GIVEN DATA:
————
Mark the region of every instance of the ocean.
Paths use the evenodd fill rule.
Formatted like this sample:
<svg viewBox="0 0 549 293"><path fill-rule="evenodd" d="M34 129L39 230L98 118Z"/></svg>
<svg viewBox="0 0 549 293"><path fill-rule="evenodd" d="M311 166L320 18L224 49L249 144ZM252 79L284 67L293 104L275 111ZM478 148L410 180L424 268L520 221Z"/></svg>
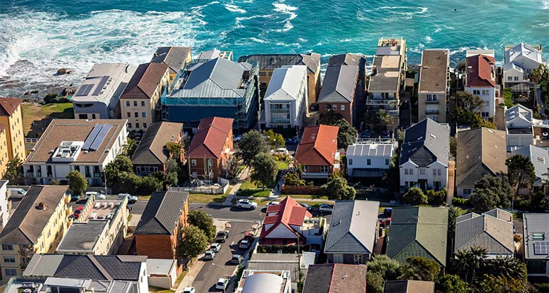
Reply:
<svg viewBox="0 0 549 293"><path fill-rule="evenodd" d="M148 62L159 46L327 62L372 56L381 37L406 39L410 63L426 48L450 49L453 65L492 49L501 63L505 44L549 45L549 0L0 0L0 96L77 85L94 63ZM74 73L54 75L60 68Z"/></svg>

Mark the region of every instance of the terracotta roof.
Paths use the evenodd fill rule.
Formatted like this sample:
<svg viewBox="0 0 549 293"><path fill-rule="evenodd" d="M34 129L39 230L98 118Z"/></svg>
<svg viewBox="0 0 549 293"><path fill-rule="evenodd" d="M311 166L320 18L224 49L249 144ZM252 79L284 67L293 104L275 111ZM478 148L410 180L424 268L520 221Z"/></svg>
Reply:
<svg viewBox="0 0 549 293"><path fill-rule="evenodd" d="M0 111L0 116L11 116L22 102L22 99L17 98L0 98L0 108L3 110Z"/></svg>
<svg viewBox="0 0 549 293"><path fill-rule="evenodd" d="M270 206L267 208L267 214L275 213L274 215L267 216L263 221L263 227L261 230L260 240L265 238L279 225L284 225L296 236L299 234L296 232L291 225L302 226L303 220L306 218L313 218L313 215L307 211L307 208L301 206L297 201L290 197L286 197L280 204ZM265 225L274 224L268 230L265 230Z"/></svg>
<svg viewBox="0 0 549 293"><path fill-rule="evenodd" d="M151 99L168 69L168 66L163 63L139 65L120 99Z"/></svg>
<svg viewBox="0 0 549 293"><path fill-rule="evenodd" d="M333 165L339 130L337 126L324 125L305 127L296 151L296 160L305 166Z"/></svg>
<svg viewBox="0 0 549 293"><path fill-rule="evenodd" d="M492 78L492 66L496 64L493 57L475 55L467 58L467 87L496 87L496 80Z"/></svg>
<svg viewBox="0 0 549 293"><path fill-rule="evenodd" d="M219 158L223 151L223 146L232 129L234 119L221 117L202 118L198 125L198 131L193 137L189 148L190 158Z"/></svg>

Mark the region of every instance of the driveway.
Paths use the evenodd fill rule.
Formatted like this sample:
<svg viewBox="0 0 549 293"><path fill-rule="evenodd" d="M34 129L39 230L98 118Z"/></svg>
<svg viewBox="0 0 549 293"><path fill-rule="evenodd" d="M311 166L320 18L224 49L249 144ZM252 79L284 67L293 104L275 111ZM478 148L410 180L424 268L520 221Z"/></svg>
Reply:
<svg viewBox="0 0 549 293"><path fill-rule="evenodd" d="M233 254L244 256L246 252L238 247L239 240L242 239L244 233L249 231L255 222L229 222L231 228L227 242L221 244L221 250L215 254L212 261L204 261L201 258L198 261L204 261L204 266L193 282L192 286L197 292L221 292L215 289L215 283L220 278L233 275L238 266L229 263Z"/></svg>

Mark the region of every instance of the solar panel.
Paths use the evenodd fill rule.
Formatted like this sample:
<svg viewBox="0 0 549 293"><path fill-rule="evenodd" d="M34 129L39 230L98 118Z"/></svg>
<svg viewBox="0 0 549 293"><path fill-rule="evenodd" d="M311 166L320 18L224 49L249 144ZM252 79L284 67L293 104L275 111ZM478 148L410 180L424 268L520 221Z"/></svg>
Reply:
<svg viewBox="0 0 549 293"><path fill-rule="evenodd" d="M95 138L97 137L97 135L99 134L101 128L103 128L102 125L95 125L94 129L92 130L92 132L89 132L87 138L86 138L86 140L84 141L84 145L82 146L82 149L89 149L89 147L92 146L92 144L94 142L94 140L95 140Z"/></svg>
<svg viewBox="0 0 549 293"><path fill-rule="evenodd" d="M105 75L101 77L101 80L99 80L99 82L97 84L97 87L95 88L95 90L94 90L94 93L92 94L92 96L99 96L101 94L101 91L103 90L103 87L104 87L105 84L107 83L108 78L108 75Z"/></svg>
<svg viewBox="0 0 549 293"><path fill-rule="evenodd" d="M103 125L103 128L101 128L99 134L97 135L97 137L95 138L95 140L94 140L94 143L92 144L92 146L90 146L89 149L96 151L98 149L99 149L99 146L101 145L101 142L103 142L103 140L105 139L105 137L107 136L107 133L108 133L108 131L111 130L111 128L112 127L113 125L110 124L106 124Z"/></svg>

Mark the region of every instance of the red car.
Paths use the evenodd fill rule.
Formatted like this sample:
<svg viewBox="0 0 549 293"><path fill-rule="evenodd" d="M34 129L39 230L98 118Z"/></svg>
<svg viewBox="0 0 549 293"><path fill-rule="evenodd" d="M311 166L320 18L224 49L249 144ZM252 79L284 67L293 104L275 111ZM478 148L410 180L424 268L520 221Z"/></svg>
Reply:
<svg viewBox="0 0 549 293"><path fill-rule="evenodd" d="M74 217L75 219L77 219L78 217L80 216L80 214L82 213L82 211L84 209L84 206L79 206L76 208L76 210L75 210L75 212L72 213L72 217Z"/></svg>

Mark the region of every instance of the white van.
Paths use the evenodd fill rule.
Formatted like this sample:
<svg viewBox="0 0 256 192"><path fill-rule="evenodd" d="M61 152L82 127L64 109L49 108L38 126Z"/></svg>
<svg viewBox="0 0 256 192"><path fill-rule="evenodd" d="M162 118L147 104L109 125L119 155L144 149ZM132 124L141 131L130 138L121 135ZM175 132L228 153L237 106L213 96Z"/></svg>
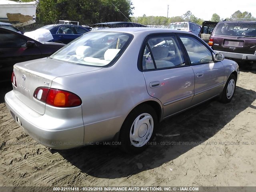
————
YOUR INSTRUCTIONS: Retype the records from their first line through the line containing "62L159 46L327 62L372", both inclusive, omitting the pictures.

THE RESPONSE:
Mark the region of every instance of the ocean.
Paths use the evenodd fill rule.
Formatted like this sample:
<svg viewBox="0 0 549 293"><path fill-rule="evenodd" d="M34 129L39 230L98 118Z"/></svg>
<svg viewBox="0 0 549 293"><path fill-rule="evenodd" d="M311 166L320 18L224 49L249 144ZM252 79L284 67L293 104L275 111ZM478 148L410 180L424 268L520 221Z"/></svg>
Reply:
<svg viewBox="0 0 549 293"><path fill-rule="evenodd" d="M148 62L159 46L327 62L372 56L381 37L406 39L410 63L426 48L450 49L453 65L492 49L501 63L505 44L549 45L549 0L0 0L0 96L77 85L94 63ZM74 73L54 75L60 68Z"/></svg>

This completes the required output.